• Problem statement: The records below are to be quoted in full; please keep every word exact.

:::::

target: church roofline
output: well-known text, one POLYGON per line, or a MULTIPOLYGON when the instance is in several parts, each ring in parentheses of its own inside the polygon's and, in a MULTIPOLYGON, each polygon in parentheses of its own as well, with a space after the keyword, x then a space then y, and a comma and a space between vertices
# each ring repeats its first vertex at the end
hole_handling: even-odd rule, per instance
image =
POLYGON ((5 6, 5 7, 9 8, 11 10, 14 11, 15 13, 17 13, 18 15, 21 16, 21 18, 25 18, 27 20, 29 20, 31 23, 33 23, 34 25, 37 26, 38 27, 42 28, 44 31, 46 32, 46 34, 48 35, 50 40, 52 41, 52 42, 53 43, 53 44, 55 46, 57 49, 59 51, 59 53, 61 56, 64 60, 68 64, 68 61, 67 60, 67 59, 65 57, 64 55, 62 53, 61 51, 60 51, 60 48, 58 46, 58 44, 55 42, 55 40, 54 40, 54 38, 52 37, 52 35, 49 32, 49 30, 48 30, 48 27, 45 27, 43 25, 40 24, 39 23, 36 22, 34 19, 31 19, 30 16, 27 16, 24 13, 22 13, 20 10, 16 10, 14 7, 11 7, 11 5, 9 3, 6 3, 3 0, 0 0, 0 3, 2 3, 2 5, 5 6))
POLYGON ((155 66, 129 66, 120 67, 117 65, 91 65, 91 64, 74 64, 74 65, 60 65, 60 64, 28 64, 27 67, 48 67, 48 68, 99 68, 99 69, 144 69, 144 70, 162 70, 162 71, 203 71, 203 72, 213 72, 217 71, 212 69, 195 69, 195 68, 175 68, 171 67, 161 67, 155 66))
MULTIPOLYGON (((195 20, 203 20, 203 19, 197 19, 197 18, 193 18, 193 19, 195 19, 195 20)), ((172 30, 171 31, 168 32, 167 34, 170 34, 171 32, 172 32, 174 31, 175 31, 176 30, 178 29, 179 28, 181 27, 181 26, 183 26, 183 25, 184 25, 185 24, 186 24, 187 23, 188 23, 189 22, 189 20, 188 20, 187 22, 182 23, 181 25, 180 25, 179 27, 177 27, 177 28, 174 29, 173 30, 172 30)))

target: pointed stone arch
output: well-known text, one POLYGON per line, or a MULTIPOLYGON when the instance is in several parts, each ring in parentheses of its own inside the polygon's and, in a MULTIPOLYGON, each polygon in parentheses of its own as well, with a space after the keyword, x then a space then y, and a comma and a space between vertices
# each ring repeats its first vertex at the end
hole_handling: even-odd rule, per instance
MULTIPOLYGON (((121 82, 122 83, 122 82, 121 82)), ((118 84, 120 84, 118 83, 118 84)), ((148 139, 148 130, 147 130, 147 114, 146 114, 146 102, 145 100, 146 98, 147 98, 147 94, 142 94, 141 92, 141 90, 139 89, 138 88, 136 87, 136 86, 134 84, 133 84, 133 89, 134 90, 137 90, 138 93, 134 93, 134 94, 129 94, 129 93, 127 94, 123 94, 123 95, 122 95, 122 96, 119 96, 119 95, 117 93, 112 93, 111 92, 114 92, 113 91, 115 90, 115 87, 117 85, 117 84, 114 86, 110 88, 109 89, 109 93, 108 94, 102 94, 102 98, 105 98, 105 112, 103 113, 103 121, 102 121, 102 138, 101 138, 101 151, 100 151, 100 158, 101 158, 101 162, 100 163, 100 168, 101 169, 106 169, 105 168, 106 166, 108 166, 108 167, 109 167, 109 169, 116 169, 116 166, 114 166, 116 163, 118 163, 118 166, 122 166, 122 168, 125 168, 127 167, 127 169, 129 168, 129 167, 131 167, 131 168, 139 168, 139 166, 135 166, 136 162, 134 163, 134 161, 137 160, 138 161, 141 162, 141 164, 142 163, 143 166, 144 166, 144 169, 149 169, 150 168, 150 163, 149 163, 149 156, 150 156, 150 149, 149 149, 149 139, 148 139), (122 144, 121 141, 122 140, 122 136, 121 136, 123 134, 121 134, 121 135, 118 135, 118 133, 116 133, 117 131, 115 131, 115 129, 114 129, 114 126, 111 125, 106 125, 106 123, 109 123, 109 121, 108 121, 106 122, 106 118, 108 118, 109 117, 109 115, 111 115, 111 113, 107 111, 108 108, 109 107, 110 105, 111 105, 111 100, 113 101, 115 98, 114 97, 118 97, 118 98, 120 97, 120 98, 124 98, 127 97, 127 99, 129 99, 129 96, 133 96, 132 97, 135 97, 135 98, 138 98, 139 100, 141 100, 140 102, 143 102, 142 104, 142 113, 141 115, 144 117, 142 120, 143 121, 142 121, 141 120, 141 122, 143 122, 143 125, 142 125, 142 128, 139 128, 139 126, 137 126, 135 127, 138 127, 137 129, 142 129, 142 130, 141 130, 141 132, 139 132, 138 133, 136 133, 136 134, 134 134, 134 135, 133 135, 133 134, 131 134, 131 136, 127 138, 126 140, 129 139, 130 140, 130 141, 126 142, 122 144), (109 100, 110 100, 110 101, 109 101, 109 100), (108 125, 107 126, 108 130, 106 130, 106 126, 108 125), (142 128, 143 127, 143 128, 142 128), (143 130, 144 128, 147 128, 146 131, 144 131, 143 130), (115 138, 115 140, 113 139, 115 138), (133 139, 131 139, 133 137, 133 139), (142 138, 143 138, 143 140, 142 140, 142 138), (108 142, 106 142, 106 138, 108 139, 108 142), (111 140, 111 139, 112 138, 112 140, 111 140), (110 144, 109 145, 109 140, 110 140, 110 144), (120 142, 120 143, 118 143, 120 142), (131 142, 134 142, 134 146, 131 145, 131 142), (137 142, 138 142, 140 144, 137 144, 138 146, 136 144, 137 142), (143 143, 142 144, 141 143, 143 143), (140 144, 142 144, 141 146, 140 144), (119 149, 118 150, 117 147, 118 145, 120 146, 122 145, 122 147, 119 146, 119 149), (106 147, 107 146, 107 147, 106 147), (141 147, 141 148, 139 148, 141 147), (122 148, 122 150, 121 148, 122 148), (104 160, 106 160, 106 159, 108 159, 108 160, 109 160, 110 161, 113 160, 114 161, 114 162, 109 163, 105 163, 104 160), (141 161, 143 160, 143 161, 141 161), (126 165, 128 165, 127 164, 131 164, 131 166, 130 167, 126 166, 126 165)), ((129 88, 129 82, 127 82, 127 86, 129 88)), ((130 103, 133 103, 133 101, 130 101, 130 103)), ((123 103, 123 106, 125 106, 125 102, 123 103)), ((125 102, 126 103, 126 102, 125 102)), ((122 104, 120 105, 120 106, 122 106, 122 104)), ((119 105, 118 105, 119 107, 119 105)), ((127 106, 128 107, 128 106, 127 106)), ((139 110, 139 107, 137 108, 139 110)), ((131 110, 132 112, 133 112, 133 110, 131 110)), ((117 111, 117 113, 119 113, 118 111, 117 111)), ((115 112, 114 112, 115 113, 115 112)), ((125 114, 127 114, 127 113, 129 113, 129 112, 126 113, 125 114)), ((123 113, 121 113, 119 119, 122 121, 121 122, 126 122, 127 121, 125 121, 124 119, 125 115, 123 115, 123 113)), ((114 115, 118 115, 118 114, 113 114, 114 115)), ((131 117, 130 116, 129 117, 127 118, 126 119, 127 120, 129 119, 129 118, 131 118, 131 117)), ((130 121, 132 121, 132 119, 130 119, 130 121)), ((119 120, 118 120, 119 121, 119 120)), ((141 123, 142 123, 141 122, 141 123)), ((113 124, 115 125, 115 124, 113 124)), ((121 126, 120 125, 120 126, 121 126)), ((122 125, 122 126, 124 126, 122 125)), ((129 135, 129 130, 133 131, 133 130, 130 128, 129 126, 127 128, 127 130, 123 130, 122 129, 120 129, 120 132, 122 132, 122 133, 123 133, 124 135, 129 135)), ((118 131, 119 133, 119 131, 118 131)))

:::::

• Response to the exercise:
target: church roofline
output: well-known text, one POLYGON per line, or a MULTIPOLYGON when the instance is in several parts, each ring in parentheses of its own inside the polygon's and, in a MULTIPOLYGON, each polygon in parentheses of its own as well, with a space after the keyword, x then a space then y, and a comma and a space between vertices
# each ring repeats its first vertex at the end
hole_handling: even-odd rule, per instance
image =
POLYGON ((5 6, 5 7, 9 8, 11 10, 14 11, 15 13, 17 13, 18 15, 21 16, 21 18, 25 18, 27 20, 29 20, 31 23, 33 23, 34 25, 37 26, 38 27, 42 28, 44 31, 46 32, 46 34, 48 35, 50 40, 52 41, 52 42, 53 43, 53 44, 55 46, 57 49, 59 51, 59 53, 61 56, 64 60, 68 64, 68 61, 67 60, 67 59, 65 57, 64 55, 62 53, 61 51, 60 51, 60 48, 58 46, 58 44, 55 42, 55 40, 54 40, 54 38, 52 37, 52 35, 49 32, 49 30, 48 30, 48 27, 45 27, 43 25, 40 24, 39 23, 36 22, 34 19, 31 19, 30 16, 27 16, 24 13, 22 13, 20 10, 16 10, 14 7, 11 7, 11 5, 9 3, 6 3, 3 0, 0 0, 0 3, 2 3, 2 5, 5 6))
POLYGON ((155 66, 129 66, 120 67, 117 65, 91 65, 91 64, 74 64, 74 65, 60 65, 60 64, 28 64, 27 67, 48 67, 48 68, 99 68, 99 69, 144 69, 144 70, 162 70, 162 71, 203 71, 203 72, 213 72, 217 71, 212 69, 195 69, 195 68, 175 68, 171 67, 161 67, 155 66))
MULTIPOLYGON (((195 20, 203 20, 203 19, 197 19, 197 18, 193 18, 193 19, 195 19, 195 20)), ((172 30, 171 31, 168 32, 167 34, 170 34, 171 32, 172 32, 174 31, 175 31, 176 30, 178 29, 179 28, 181 27, 181 26, 183 26, 183 25, 184 25, 185 24, 186 24, 187 23, 188 23, 189 22, 189 20, 188 20, 187 22, 182 23, 181 25, 180 25, 179 27, 177 27, 177 28, 174 29, 173 30, 172 30)))

target: pointed stone arch
output: well-known text, one POLYGON per line, or a MULTIPOLYGON when the instance is in several parts, each ring in parentheses of its own inside the polygon's and, in a MULTIPOLYGON, each polygon in parentheses of its own as well, with a space after the keyword, x then a space then y, and a comma and a space between vertices
# each ring repeats its first vertex at the end
hole_handling: even-odd rule, per instance
MULTIPOLYGON (((121 82, 122 83, 122 82, 121 82)), ((118 84, 120 84, 118 83, 118 84)), ((148 139, 148 130, 147 130, 147 114, 146 114, 146 102, 145 100, 146 98, 147 98, 147 94, 142 94, 141 92, 141 90, 139 89, 138 88, 136 87, 136 86, 134 84, 133 84, 133 89, 134 90, 137 90, 138 93, 134 93, 134 94, 129 94, 129 93, 127 94, 123 94, 123 95, 122 95, 122 96, 119 96, 119 95, 117 93, 112 93, 111 92, 114 92, 113 91, 115 90, 115 87, 117 85, 117 84, 114 86, 110 88, 109 89, 109 93, 108 94, 102 94, 102 98, 105 98, 105 112, 103 113, 103 121, 102 121, 102 138, 101 138, 101 151, 100 151, 100 158, 101 158, 101 162, 100 163, 100 168, 101 169, 106 169, 105 168, 106 166, 108 166, 108 167, 109 167, 109 169, 116 169, 116 166, 114 166, 116 163, 118 163, 118 166, 122 166, 122 168, 125 168, 127 167, 127 169, 129 168, 129 167, 131 167, 131 168, 139 168, 139 166, 135 166, 136 162, 134 163, 134 161, 137 160, 138 161, 141 162, 141 164, 142 163, 143 166, 144 166, 144 169, 149 169, 150 168, 150 163, 149 163, 149 156, 150 156, 150 149, 149 149, 149 139, 148 139), (122 144, 121 141, 122 140, 122 136, 121 136, 123 134, 121 134, 121 135, 118 135, 118 133, 116 133, 117 131, 115 131, 115 129, 114 129, 114 126, 111 125, 106 125, 106 123, 109 123, 109 121, 108 121, 106 122, 106 118, 108 118, 109 117, 109 115, 111 115, 111 113, 107 111, 108 108, 109 107, 110 105, 111 105, 111 100, 113 101, 115 98, 114 97, 118 97, 118 98, 120 97, 120 98, 124 98, 127 97, 127 99, 129 99, 129 96, 133 96, 132 97, 135 97, 135 98, 138 98, 139 100, 141 100, 140 102, 143 102, 142 104, 142 113, 141 115, 144 117, 142 120, 143 121, 142 121, 141 120, 141 122, 143 122, 143 125, 142 125, 142 128, 139 128, 139 126, 137 126, 135 127, 138 127, 137 129, 142 129, 142 130, 141 130, 141 132, 139 132, 138 133, 136 133, 136 134, 134 134, 134 135, 133 135, 133 134, 131 134, 131 136, 127 138, 126 140, 129 139, 130 140, 130 141, 126 142, 122 144), (109 100, 110 100, 110 101, 109 101, 109 100), (108 125, 107 126, 108 130, 106 130, 106 126, 108 125), (142 128, 143 127, 143 128, 142 128), (143 130, 144 128, 147 128, 146 131, 144 131, 143 130), (115 138, 115 140, 113 139, 115 138), (133 139, 131 139, 133 137, 133 139), (142 138, 143 138, 143 140, 142 140, 142 138), (108 142, 106 142, 106 138, 108 139, 108 142), (111 140, 111 139, 112 138, 112 140, 111 140), (110 144, 109 145, 109 140, 110 140, 110 144), (120 142, 120 143, 118 143, 120 142), (131 142, 134 142, 134 146, 131 145, 131 142), (137 142, 138 142, 140 144, 137 144, 138 146, 136 144, 137 142), (143 143, 142 144, 141 143, 143 143), (140 144, 142 144, 141 146, 140 144), (119 149, 118 150, 117 147, 118 145, 120 146, 122 145, 122 147, 119 146, 119 149), (106 147, 107 146, 107 147, 106 147), (141 147, 141 148, 139 148, 141 147), (122 148, 122 150, 121 148, 122 148), (104 160, 106 160, 106 159, 108 159, 108 160, 109 160, 110 161, 113 160, 114 161, 114 162, 109 163, 105 163, 104 160), (141 161, 143 160, 143 161, 141 161), (126 165, 128 165, 127 164, 131 164, 131 166, 130 167, 126 166, 126 165)), ((129 88, 129 82, 127 82, 127 86, 129 88)), ((130 103, 133 103, 133 101, 130 101, 130 103)), ((123 103, 123 106, 125 106, 125 102, 123 103)), ((125 102, 126 103, 126 102, 125 102)), ((122 104, 120 105, 120 106, 122 106, 122 104)), ((119 105, 118 105, 119 107, 119 105)), ((127 106, 128 107, 128 106, 127 106)), ((139 110, 139 107, 137 108, 139 110)), ((131 110, 132 112, 133 112, 133 110, 131 110)), ((117 111, 117 113, 119 113, 118 111, 117 111)), ((115 112, 114 112, 115 113, 115 112)), ((125 114, 127 114, 127 113, 129 113, 129 112, 126 113, 125 114)), ((123 113, 121 113, 119 119, 122 121, 121 122, 126 122, 127 121, 125 121, 124 119, 125 115, 123 115, 123 113)), ((114 115, 118 115, 118 114, 113 114, 114 115)), ((131 117, 130 116, 129 117, 127 118, 126 119, 127 120, 129 119, 129 118, 131 118, 131 117)), ((130 121, 132 121, 132 119, 130 119, 130 121)), ((119 120, 118 120, 119 121, 119 120)), ((141 123, 142 123, 141 122, 141 123)), ((113 124, 115 125, 115 124, 113 124)), ((121 126, 120 125, 120 126, 121 126)), ((122 125, 122 126, 124 126, 122 125)), ((129 135, 129 130, 133 131, 133 130, 130 128, 129 126, 127 128, 127 130, 123 130, 122 129, 120 129, 120 132, 122 132, 122 133, 123 133, 124 135, 129 135)), ((118 131, 119 133, 119 131, 118 131)))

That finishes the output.